## RECORDS FOR PROCESSING:
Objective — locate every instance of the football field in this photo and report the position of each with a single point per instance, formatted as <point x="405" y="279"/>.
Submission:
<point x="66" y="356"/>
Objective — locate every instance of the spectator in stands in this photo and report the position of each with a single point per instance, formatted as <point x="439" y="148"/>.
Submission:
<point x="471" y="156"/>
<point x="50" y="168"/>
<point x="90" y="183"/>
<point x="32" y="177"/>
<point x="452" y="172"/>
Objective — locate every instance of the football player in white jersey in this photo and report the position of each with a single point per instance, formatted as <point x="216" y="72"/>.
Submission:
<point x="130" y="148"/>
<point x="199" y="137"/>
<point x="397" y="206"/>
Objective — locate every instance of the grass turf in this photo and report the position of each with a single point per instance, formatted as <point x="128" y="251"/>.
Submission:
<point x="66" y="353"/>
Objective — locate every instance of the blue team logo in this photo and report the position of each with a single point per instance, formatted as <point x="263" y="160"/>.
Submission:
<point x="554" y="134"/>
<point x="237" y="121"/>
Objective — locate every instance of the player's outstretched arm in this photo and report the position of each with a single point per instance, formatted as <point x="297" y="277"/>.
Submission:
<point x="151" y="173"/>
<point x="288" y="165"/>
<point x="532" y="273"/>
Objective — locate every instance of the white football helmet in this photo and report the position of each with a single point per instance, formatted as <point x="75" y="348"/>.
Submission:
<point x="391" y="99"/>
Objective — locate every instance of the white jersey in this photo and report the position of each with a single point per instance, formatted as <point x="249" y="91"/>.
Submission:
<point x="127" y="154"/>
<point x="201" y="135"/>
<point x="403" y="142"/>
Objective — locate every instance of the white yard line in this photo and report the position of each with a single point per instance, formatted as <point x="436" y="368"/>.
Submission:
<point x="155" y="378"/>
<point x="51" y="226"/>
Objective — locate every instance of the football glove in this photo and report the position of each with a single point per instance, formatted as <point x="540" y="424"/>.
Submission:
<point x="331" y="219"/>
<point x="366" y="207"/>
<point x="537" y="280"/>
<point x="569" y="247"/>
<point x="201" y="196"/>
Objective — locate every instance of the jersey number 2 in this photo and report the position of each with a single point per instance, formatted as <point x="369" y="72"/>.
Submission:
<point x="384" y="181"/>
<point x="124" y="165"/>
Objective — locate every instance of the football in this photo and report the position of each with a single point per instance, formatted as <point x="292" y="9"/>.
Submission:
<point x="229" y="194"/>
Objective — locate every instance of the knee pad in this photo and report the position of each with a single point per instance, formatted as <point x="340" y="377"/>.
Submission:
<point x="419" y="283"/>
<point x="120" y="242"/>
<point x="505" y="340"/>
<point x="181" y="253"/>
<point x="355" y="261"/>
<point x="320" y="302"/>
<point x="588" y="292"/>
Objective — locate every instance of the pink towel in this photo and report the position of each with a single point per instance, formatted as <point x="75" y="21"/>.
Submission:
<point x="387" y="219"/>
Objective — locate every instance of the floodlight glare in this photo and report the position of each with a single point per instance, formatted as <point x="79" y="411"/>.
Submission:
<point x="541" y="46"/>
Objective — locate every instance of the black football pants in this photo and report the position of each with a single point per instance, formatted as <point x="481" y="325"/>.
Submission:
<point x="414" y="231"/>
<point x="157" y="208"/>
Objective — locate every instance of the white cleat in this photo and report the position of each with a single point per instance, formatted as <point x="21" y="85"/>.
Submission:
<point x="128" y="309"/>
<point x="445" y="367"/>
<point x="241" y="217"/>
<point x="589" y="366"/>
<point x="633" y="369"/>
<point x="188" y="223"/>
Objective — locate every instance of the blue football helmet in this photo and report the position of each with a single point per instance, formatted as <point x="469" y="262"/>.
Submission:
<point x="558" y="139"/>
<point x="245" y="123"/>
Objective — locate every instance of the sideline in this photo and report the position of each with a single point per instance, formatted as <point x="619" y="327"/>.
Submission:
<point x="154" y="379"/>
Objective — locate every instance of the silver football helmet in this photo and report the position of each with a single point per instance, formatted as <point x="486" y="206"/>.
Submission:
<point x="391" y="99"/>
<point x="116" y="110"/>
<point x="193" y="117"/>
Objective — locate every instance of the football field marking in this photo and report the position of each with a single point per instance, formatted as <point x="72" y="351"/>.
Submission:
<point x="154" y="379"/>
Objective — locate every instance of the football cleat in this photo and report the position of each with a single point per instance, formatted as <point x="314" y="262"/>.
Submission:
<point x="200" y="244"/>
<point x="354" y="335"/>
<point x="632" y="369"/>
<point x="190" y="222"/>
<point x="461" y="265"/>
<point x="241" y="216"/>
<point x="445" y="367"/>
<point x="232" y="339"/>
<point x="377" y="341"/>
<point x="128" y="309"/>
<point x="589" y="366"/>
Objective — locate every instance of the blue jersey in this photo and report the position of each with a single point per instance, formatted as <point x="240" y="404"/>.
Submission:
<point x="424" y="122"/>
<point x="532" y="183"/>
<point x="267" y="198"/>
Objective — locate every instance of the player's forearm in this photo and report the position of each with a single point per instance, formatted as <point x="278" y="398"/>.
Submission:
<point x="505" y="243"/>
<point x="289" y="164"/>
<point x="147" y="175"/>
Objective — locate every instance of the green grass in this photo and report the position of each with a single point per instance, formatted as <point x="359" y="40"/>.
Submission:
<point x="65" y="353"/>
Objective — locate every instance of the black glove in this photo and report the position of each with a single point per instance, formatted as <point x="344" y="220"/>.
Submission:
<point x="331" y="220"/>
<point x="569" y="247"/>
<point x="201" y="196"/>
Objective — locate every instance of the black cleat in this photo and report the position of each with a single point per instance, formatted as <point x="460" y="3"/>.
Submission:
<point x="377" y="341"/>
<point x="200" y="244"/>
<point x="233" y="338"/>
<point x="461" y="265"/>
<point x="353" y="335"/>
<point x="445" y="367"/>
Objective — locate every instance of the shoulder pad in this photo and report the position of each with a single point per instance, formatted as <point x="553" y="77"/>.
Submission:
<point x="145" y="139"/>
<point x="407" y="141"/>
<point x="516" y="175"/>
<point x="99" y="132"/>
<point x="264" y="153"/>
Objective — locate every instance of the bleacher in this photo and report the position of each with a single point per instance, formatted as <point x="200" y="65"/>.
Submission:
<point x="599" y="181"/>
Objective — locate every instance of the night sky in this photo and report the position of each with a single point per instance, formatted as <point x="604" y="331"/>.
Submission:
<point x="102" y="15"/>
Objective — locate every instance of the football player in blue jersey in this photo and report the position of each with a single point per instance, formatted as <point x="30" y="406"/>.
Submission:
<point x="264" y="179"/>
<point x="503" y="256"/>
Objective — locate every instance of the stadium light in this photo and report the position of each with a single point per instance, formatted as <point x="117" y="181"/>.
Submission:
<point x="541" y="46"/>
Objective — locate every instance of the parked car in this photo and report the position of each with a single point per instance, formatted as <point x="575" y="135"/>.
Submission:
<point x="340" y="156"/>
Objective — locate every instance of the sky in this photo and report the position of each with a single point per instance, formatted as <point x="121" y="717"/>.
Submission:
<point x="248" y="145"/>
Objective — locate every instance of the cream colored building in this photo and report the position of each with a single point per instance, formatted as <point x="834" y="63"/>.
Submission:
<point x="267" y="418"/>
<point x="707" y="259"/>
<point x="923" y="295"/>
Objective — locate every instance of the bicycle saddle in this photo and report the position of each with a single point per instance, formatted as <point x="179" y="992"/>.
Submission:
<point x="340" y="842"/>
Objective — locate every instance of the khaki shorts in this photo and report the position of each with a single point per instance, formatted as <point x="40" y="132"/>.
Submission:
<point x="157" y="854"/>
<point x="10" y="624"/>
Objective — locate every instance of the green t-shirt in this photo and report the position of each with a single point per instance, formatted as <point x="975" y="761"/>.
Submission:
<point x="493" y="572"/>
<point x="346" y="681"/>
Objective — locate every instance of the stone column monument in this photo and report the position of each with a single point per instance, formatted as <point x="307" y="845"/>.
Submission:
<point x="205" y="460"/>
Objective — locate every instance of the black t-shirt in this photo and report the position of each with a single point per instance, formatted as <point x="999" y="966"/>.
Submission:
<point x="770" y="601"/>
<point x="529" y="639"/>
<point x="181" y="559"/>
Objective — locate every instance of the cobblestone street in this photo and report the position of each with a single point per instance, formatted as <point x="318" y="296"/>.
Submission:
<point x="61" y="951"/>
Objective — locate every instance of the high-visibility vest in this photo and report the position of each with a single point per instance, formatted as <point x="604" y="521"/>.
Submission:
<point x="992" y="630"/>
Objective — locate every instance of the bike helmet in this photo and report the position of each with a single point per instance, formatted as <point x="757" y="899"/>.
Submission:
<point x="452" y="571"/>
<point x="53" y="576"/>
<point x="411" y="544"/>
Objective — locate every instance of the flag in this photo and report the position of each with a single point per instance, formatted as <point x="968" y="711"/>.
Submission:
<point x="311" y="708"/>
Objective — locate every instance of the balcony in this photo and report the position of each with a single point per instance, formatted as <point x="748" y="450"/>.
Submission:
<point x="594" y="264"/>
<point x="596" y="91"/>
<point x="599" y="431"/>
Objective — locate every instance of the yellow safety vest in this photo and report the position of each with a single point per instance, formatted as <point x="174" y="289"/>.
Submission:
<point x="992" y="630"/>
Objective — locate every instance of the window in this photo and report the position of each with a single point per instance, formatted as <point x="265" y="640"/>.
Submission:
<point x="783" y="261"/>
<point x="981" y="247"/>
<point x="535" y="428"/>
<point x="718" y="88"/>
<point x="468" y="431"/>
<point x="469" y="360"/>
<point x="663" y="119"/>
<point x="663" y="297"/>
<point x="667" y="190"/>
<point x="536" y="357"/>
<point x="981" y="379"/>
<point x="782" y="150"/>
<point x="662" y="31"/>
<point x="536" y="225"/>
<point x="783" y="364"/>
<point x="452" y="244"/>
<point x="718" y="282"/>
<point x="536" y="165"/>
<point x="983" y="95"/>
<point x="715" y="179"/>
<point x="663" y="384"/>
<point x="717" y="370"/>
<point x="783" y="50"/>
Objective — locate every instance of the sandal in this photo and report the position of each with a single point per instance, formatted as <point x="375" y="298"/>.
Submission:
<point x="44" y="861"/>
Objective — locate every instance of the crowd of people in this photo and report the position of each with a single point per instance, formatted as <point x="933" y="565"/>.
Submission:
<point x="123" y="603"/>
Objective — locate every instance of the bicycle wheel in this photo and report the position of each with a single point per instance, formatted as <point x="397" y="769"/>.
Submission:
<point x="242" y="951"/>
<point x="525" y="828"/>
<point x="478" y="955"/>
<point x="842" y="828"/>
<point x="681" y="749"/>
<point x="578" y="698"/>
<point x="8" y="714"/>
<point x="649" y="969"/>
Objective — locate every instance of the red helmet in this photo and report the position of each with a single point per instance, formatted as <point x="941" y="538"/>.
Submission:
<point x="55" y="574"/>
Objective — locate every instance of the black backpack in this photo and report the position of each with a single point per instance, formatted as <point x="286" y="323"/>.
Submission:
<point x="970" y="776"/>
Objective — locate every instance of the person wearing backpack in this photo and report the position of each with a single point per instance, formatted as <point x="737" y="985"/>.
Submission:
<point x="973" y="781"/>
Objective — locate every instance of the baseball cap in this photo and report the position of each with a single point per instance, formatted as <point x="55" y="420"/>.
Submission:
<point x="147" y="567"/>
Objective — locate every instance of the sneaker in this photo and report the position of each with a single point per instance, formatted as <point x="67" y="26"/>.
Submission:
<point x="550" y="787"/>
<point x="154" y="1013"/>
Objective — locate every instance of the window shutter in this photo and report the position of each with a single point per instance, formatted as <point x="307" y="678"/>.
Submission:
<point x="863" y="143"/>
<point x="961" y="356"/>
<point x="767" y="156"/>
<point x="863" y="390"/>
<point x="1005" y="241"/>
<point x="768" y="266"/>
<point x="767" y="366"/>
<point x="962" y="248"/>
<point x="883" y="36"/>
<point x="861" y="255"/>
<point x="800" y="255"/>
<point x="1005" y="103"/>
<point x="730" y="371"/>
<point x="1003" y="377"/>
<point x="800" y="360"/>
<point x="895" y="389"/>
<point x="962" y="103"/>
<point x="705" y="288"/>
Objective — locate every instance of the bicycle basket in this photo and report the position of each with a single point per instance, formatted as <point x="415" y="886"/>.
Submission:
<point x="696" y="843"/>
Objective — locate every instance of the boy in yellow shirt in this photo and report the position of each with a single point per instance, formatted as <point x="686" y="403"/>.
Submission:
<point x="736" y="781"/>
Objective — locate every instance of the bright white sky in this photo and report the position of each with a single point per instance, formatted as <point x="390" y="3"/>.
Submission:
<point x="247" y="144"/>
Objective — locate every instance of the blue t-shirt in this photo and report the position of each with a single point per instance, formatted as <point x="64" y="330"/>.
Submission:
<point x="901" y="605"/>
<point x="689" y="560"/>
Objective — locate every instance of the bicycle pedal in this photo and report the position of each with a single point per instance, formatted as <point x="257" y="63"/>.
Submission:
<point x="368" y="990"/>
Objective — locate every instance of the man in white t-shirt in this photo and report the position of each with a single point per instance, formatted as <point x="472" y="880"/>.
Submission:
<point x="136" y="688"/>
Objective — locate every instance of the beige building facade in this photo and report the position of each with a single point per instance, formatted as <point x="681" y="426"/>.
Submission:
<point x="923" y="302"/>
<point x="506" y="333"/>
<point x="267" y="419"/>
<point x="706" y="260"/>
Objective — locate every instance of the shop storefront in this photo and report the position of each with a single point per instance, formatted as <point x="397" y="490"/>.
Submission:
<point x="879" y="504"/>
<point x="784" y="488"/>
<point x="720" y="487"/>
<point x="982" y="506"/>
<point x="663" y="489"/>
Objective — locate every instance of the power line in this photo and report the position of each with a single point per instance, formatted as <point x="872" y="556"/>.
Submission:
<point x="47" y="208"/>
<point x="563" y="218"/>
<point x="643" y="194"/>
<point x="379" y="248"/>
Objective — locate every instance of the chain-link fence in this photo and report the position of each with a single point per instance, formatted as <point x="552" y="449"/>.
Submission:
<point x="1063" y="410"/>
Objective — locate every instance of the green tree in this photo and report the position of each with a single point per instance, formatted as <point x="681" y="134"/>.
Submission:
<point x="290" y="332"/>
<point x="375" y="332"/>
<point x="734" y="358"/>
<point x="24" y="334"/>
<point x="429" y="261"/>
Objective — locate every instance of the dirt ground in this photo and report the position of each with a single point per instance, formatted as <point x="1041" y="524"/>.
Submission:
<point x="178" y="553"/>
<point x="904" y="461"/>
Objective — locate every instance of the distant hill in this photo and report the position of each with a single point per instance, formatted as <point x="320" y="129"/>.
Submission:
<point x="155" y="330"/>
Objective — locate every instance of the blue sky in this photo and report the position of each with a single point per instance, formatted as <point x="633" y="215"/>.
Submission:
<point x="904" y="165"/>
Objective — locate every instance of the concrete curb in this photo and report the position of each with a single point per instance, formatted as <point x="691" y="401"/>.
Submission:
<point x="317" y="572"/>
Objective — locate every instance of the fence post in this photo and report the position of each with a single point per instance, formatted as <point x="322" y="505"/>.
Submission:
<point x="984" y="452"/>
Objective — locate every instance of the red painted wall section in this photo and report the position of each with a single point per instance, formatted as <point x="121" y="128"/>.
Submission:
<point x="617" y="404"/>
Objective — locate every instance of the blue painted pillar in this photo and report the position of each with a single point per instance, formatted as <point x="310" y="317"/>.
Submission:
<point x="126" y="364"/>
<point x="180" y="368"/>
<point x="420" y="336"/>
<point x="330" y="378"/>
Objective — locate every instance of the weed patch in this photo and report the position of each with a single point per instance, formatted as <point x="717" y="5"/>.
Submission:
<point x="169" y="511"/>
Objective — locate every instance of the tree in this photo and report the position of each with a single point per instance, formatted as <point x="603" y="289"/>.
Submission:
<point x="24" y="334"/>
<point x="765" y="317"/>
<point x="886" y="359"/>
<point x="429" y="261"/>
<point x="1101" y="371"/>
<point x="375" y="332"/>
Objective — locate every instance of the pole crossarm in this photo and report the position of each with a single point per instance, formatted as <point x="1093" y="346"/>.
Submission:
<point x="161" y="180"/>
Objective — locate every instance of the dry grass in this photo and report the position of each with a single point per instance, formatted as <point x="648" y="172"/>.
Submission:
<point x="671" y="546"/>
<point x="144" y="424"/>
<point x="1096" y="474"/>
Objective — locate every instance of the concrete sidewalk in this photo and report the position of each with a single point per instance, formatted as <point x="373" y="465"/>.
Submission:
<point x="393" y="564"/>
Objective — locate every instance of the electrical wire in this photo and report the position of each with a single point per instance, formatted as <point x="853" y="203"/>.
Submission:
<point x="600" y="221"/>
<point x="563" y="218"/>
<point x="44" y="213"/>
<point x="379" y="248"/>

## EXERCISE AIM:
If the string "painted" is in a line of the entries, pick that line out.

## RESULT BELOW:
Objective — locate every instance of the red painted wall section in this photo and report the position of each with a single point per instance, formatted as <point x="121" y="128"/>.
Objective — locate every instance of the blue painted pillar in this photo and report the position of each with a single point per instance, formatted as <point x="310" y="317"/>.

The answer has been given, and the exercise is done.